- READING PASSAGE:
—————

Milne and her grandchildren reframe and reimagine both the current situation and our desired goal:
"I asked two of my clever mokopuna to draw me this version where the children are all the same size. Now, the short child is not the problem, the problem is the uneven and unequal ground Māori learners are forced to stand on in the first place. And it doesn’t matter how you try to ‘pretty up’ that picture, the ground is always uneven. It is going to take some heavy machinery to change it. Who decides what equity looks like and whether or not that’s our goal?"
Pictured above: Drawn by Maioha and Māhina Tupe of M2Toi, Anne Milne explains that an equity approach can still frame some young people or groups as 'problems'. Instead, we should look at the ground beneath our feet, or the ground beneath our assumptions about strengths and weaknesses; norms and aberrations.
4 Tips to Achieve an Equitable Classroom
Know the differences in students:
Remember that every child is different, with a rich history and unique needs. Evaluate any challenges that students face and, if applicable, collaborate with an RTLB (Resource Teachers: Learning and Behaviour) or teacher aide, offering support or resources according to an Individual Learning Plan
Create a Nurturing Environment:
Nurture an environment in your classroom where each young person feels heard. Encourage them to speak out against unfairness, mobilise with their peers, and/or speak to you as their teacher about any injustice they experience
Form Partnerships with Students' Families:
Prioritise home-school partnership and dialogue, finding ways for whānau to find enfranchisement and genuine voice in a system that may have been inequitable for them. Check out this example launched out of Sylvia Park Primary School by Ako Mātātupu Board Chair Barbara Alaalatoa and her team: Mutukaroa. Mutukaroa is a programme where whānau work with a coordinator, sharing practical tools for parents to support classroom learning at home.
Recruit Teachers from Within the Community:
Recruit and support teachers from the communities that the school serves: locally-embedded expertise and representation cannot be overestimated! Akonga having kaiako that deeply understand their cultural and/or class positioning can be amazing for relational pedagogy and conscientisation. Ako Mātātupu is proud to have been equitably recruiting teachers for the past ten years, as part of our vision for an Aotearoa where all young people have what they need to realise their potential.

—————

- DATA FOR REVIEW:
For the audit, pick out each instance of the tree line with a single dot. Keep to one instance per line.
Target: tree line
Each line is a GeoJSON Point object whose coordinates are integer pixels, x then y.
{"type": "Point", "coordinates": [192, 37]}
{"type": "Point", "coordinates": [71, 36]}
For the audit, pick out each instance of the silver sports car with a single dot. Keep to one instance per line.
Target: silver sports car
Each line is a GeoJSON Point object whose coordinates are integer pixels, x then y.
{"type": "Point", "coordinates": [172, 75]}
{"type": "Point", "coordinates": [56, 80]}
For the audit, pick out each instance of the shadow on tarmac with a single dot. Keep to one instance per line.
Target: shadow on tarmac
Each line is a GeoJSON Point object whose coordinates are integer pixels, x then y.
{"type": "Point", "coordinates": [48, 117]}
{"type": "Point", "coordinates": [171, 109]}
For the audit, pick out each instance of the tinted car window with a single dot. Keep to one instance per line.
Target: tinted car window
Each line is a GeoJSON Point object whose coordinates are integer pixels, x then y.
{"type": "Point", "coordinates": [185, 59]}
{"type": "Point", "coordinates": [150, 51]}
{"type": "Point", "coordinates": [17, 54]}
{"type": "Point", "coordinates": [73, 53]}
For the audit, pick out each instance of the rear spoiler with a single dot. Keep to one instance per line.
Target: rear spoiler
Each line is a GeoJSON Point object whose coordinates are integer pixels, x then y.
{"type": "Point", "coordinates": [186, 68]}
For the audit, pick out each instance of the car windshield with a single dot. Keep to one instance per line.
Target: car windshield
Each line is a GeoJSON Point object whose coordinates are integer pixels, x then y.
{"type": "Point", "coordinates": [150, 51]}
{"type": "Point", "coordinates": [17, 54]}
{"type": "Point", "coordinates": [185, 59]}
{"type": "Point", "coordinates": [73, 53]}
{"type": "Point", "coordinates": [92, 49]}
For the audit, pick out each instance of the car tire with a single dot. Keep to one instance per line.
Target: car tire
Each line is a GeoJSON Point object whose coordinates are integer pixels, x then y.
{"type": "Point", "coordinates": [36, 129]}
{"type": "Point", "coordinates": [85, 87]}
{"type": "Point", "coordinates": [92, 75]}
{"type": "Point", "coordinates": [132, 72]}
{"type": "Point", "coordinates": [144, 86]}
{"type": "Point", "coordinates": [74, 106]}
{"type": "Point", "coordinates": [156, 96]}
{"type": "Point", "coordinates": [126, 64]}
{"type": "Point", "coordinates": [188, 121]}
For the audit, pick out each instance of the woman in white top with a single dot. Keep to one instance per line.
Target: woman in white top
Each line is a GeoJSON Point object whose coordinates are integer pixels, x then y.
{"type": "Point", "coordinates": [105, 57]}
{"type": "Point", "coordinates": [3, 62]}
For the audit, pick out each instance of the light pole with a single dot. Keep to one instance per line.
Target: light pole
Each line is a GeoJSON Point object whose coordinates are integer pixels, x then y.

—————

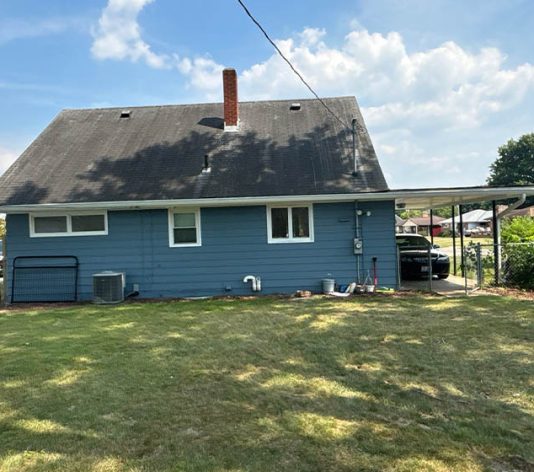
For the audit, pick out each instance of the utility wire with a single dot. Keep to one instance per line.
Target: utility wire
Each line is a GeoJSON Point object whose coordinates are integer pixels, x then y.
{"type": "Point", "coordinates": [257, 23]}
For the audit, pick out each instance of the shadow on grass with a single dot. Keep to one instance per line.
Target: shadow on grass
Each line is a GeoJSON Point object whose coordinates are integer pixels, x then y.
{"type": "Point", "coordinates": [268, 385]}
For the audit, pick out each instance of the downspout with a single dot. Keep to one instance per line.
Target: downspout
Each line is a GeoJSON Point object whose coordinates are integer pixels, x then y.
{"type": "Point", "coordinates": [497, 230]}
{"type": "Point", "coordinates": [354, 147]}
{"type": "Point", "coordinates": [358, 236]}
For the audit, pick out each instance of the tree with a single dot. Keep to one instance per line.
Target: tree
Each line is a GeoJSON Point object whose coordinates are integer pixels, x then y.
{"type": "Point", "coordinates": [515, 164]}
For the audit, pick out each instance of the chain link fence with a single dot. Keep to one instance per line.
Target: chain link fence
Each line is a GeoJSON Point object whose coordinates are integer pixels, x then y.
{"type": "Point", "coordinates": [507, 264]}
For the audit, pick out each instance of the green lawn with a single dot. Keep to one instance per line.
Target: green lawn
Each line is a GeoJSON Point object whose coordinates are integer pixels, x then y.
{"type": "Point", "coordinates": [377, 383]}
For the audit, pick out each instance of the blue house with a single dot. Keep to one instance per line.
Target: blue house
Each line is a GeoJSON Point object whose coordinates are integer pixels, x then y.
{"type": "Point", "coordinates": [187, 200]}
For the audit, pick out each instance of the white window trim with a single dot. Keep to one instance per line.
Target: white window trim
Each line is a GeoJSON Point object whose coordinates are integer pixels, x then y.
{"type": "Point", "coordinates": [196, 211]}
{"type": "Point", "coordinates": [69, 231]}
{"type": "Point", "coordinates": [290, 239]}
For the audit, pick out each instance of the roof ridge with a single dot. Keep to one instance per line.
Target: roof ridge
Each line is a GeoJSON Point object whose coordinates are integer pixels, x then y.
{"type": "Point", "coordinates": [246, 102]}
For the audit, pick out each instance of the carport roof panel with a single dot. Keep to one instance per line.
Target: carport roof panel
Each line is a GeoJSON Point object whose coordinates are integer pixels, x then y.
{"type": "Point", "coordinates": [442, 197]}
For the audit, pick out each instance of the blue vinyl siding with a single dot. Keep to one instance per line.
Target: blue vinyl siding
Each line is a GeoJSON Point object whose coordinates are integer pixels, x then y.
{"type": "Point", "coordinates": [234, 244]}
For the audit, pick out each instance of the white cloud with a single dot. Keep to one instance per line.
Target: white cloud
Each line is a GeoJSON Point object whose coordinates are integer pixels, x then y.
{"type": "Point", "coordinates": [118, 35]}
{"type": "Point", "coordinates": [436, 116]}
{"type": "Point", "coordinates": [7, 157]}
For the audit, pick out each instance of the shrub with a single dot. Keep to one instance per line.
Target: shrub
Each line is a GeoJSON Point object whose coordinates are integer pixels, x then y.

—————

- TASKS:
a. From the text on classroom equity, output word for word the stretch from "Milne and her" through "norms and aberrations.".
b. According to the text on classroom equity, for how long has Ako Mātātupu been equitably recruiting teachers?

- EXERCISE RESULTS:
a.
Milne and her grandchildren reframe and reimagine both the current situation and our desired goal:
"I asked two of my clever mokopuna to draw me this version where the children are all the same size. Now, the short child is not the problem, the problem is the uneven and unequal ground Māori learners are forced to stand on in the first place. And it doesn’t matter how you try to ‘pretty up’ that picture, the ground is always uneven. It is going to take some heavy machinery to change it. Who decides what equity looks like and whether or not that’s our goal?"
Pictured above: Drawn by Maioha and Māhina Tupe of M2Toi, Anne Milne explains that an equity approach can still frame some young people or groups as 'problems'. Instead, we should look at the ground beneath our feet, or the ground beneath our assumptions about strengths and weaknesses; norms and aberrations.

b. For the past ten years.